___ Records for the exercise
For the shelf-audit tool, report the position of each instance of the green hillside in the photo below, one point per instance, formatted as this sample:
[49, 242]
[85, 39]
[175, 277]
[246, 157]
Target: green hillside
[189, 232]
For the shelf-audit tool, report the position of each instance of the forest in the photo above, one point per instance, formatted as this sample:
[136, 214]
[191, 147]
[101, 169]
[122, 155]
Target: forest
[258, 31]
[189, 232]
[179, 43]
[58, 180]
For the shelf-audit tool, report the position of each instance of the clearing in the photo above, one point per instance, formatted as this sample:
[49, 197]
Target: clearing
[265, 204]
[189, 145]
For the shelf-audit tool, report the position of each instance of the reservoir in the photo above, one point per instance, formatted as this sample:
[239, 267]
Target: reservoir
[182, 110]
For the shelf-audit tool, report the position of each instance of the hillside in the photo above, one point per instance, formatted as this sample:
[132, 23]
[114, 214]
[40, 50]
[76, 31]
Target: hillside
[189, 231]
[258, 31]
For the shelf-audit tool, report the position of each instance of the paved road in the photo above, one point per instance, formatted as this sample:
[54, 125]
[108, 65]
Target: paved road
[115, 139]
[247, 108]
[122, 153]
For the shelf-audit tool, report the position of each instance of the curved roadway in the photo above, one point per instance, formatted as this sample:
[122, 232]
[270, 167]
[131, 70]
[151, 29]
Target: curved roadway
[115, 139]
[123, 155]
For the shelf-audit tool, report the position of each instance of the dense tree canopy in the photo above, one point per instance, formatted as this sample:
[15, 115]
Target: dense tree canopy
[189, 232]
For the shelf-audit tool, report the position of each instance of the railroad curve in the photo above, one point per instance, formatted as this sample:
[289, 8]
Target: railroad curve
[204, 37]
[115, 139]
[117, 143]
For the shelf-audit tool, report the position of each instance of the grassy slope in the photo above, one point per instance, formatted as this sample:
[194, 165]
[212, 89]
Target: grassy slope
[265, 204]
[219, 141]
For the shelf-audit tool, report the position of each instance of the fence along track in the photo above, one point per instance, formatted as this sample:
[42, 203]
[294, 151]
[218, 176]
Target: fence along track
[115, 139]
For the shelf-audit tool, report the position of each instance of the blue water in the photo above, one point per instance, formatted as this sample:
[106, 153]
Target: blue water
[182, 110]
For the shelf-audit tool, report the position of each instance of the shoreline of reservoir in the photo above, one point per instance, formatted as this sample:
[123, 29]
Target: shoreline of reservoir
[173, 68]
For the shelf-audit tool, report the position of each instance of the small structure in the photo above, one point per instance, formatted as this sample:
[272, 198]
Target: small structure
______
From the records above, please extract every line and repeat it exactly.

For the shelf-audit tool, report the position of each instance of the green hillside in the photo below, one point per instance, formatted as this sample:
[49, 242]
[85, 39]
[175, 277]
[246, 157]
Target: green hillside
[189, 232]
For the shelf-audit tool, report the position of each instance of the forest in the photo above, one point per instance, formatted as this sample:
[136, 214]
[191, 147]
[101, 169]
[122, 155]
Target: forest
[258, 31]
[189, 232]
[179, 43]
[58, 180]
For the shelf-audit tool, report the position of each instance of the clearing in the photo above, one point per instance, formatted as this sample:
[49, 197]
Target: clearing
[265, 204]
[189, 145]
For the shelf-audit tool, report the position of each instance of the reservoir in the photo above, one point per instance, formatted as this sample:
[239, 267]
Target: reservoir
[182, 110]
For the shelf-audit tool, report the position of each instance of the hillside in the photo above, one point per instance, formatted as this sample:
[132, 23]
[114, 214]
[40, 50]
[76, 31]
Target: hillside
[189, 231]
[258, 31]
For the shelf-audit tool, report the position of each instance of the paved road in the photo above, one point per instance, formatted as this sample:
[54, 125]
[108, 65]
Target: paved road
[115, 139]
[247, 108]
[122, 153]
For the shelf-audit tool, report the position of each instance of the curved roadway in the photo above, one point per instance, formatted as this sample:
[122, 232]
[270, 167]
[131, 70]
[151, 29]
Target: curved roadway
[115, 139]
[123, 155]
For the shelf-audit tool, report the position of each instance of the dense tree canopy in the photo above, one point per instance, formatted as this sample:
[15, 115]
Target: dense tree canopy
[189, 232]
For the shelf-audit tool, report the position of each instance of the railroad curve in the photo above, one point per instance, formatted as this sample:
[289, 8]
Target: railroad curve
[204, 37]
[115, 139]
[117, 143]
For the shelf-audit tool, report the position of each instance of the grassy slope in the photo above, one point per instance, formatted as this sample:
[194, 165]
[212, 89]
Target: grassy slope
[265, 204]
[219, 141]
For the shelf-audit tool, report the position of each instance of the fence along track in the photo above, one point per instance, formatted as this sample:
[42, 203]
[294, 151]
[218, 176]
Target: fence along track
[115, 139]
For the shelf-audit tool, report the position of each instance of the blue water in the photo above, one point per instance, formatted as this sample:
[106, 153]
Target: blue water
[182, 110]
For the shelf-audit tool, report the position of each instance of the shoreline of reservoir in the photo above, one point per instance, formatted as this sample:
[123, 29]
Target: shoreline of reservoir
[173, 68]
For the shelf-audit tool, report the position of each instance of the small structure in the photo above, one point per instance, formatted as this sample:
[272, 198]
Target: small structure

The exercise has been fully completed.